--- THE EXERCISE ---
Print the following listing again line for line, with nothing altered.

--- THE INPUT ---
::::

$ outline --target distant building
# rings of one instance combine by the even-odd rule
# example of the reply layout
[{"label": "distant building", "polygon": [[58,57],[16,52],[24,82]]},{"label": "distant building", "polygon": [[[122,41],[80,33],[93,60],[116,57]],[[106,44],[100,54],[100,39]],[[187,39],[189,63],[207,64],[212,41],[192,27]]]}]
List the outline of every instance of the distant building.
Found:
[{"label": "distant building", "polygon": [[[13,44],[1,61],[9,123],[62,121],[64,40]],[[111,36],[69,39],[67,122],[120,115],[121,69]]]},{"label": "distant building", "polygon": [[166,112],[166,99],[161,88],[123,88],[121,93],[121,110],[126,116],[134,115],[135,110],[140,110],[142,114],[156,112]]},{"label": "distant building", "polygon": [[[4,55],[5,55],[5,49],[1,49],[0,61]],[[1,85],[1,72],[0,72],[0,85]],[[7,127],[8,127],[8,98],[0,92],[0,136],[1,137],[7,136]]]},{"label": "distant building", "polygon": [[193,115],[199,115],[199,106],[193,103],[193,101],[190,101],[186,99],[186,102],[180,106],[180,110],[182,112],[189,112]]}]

::::

--- OUTPUT FOR THIS TASK ---
$ outline --target distant building
# rings of one instance combine by the even-odd rule
# example of the reply layout
[{"label": "distant building", "polygon": [[58,57],[16,52],[24,82]]},{"label": "distant building", "polygon": [[[122,41],[80,33],[93,60],[116,57]],[[106,44],[100,54],[100,39]],[[187,39],[189,63],[207,64],[212,41],[192,27]]]}]
List the outline of every instance of the distant building.
Found:
[{"label": "distant building", "polygon": [[[13,44],[1,61],[9,123],[62,121],[64,40]],[[111,36],[69,39],[67,122],[120,115],[121,69]]]},{"label": "distant building", "polygon": [[166,112],[166,99],[161,88],[123,88],[121,93],[121,110],[126,116],[134,115],[135,110],[140,110],[142,114],[156,112]]},{"label": "distant building", "polygon": [[[4,55],[5,55],[5,49],[1,49],[0,61]],[[1,85],[1,72],[0,72],[0,85]],[[7,127],[8,127],[8,98],[0,92],[0,136],[1,137],[7,136]]]},{"label": "distant building", "polygon": [[193,115],[199,115],[199,106],[193,103],[193,101],[190,101],[186,99],[186,102],[180,106],[180,110],[182,112],[189,112]]}]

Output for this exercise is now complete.